● SUPPLIED MATERIAL
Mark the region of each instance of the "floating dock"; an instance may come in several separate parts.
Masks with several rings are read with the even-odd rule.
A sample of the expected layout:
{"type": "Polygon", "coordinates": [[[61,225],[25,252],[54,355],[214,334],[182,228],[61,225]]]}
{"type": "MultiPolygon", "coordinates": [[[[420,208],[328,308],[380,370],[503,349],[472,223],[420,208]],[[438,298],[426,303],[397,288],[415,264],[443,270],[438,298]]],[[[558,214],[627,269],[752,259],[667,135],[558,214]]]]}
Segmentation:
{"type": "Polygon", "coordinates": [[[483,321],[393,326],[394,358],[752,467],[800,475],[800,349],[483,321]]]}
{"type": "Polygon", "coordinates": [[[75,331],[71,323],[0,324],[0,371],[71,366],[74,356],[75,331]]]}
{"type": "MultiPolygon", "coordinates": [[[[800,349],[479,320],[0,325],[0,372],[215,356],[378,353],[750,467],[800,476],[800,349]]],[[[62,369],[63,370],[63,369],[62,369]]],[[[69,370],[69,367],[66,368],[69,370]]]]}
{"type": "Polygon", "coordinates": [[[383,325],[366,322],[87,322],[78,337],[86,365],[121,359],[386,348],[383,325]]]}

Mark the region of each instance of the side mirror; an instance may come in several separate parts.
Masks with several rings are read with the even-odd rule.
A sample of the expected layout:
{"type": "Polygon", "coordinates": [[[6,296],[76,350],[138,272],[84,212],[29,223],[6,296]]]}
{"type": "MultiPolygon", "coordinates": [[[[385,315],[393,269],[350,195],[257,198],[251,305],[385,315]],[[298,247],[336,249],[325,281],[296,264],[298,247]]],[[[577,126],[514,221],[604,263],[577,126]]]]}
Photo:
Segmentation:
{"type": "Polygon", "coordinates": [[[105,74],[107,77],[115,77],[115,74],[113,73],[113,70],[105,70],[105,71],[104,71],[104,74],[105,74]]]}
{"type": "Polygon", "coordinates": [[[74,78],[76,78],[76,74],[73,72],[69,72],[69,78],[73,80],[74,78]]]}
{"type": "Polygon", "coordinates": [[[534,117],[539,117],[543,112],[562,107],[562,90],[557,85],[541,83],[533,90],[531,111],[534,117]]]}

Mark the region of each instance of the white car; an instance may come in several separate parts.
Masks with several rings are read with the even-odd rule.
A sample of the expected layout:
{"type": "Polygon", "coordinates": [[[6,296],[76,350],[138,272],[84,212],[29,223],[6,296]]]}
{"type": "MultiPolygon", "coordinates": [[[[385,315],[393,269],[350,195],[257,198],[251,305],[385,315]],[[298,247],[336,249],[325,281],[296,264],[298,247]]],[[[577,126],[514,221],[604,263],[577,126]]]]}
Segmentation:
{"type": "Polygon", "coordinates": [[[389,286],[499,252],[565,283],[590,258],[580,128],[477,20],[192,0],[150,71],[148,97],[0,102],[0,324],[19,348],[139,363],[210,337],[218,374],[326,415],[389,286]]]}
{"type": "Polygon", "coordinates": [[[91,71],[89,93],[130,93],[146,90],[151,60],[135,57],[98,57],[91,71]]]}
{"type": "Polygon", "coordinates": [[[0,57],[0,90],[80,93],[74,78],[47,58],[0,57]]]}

● WORK TO COMPLETE
Every single record must be transcribed exactly as it stands.

● FINISHED TASK
Mark the region of each instance of the "floating dock"; an instance may come in several separate parts.
Masks with several rings are read with the even-odd rule.
A sample of the expected layout:
{"type": "Polygon", "coordinates": [[[61,225],[25,252],[54,355],[214,334],[182,228],[61,225]]]}
{"type": "MultiPolygon", "coordinates": [[[[420,208],[328,308],[380,370],[503,349],[472,223],[420,208]],[[438,298],[426,303],[397,288],[415,264],[443,270],[438,298]]],[[[558,214],[627,269],[752,259],[667,135],[558,214]]]]}
Segmentation:
{"type": "Polygon", "coordinates": [[[483,321],[393,326],[394,358],[752,467],[800,475],[800,349],[483,321]]]}
{"type": "Polygon", "coordinates": [[[75,331],[71,323],[0,324],[0,371],[71,366],[74,356],[75,331]]]}
{"type": "MultiPolygon", "coordinates": [[[[800,349],[479,320],[0,325],[0,372],[215,356],[378,353],[750,467],[800,476],[800,349]]],[[[62,369],[63,370],[63,369],[62,369]]],[[[69,370],[69,367],[66,368],[69,370]]]]}
{"type": "Polygon", "coordinates": [[[383,325],[366,322],[87,322],[78,337],[86,365],[121,359],[386,348],[383,325]]]}

Mark the region of each instance of the side mirror; an instance may come in several separate parts.
Masks with several rings are read with the even-odd rule.
A sample of the expected layout:
{"type": "Polygon", "coordinates": [[[6,296],[76,350],[138,272],[84,212],[29,223],[6,296]]]}
{"type": "MultiPolygon", "coordinates": [[[[385,315],[393,269],[350,195],[257,198],[251,305],[385,315]],[[298,247],[336,249],[325,281],[296,264],[298,247]]],[[[577,126],[514,221],[604,263],[577,126]]]]}
Photo:
Segmentation:
{"type": "Polygon", "coordinates": [[[105,74],[107,77],[115,77],[115,74],[113,73],[113,70],[105,70],[105,71],[104,71],[104,74],[105,74]]]}
{"type": "Polygon", "coordinates": [[[74,78],[76,78],[76,74],[73,72],[69,72],[69,78],[73,80],[74,78]]]}
{"type": "Polygon", "coordinates": [[[534,117],[539,117],[543,112],[562,107],[562,90],[557,85],[541,83],[533,90],[531,111],[534,117]]]}

Mark the region of each instance of the white car; an instance may come in several separate parts.
Masks with several rings are read with the even-odd rule.
A sample of the expected layout:
{"type": "Polygon", "coordinates": [[[6,296],[76,350],[138,272],[84,212],[29,223],[6,296]]]}
{"type": "MultiPolygon", "coordinates": [[[[385,315],[393,269],[350,195],[257,198],[251,305],[385,315]],[[298,247],[336,249],[325,281],[296,264],[298,247]]],[[[577,126],[514,221],[604,263],[577,126]]]]}
Segmentation:
{"type": "Polygon", "coordinates": [[[389,286],[499,252],[565,283],[590,258],[580,128],[477,20],[192,0],[150,71],[148,97],[0,102],[0,324],[19,348],[139,363],[210,337],[218,374],[326,415],[389,286]]]}
{"type": "Polygon", "coordinates": [[[91,71],[89,93],[130,93],[146,90],[151,60],[135,57],[98,57],[91,71]]]}
{"type": "Polygon", "coordinates": [[[0,57],[0,90],[80,93],[74,78],[47,58],[0,57]]]}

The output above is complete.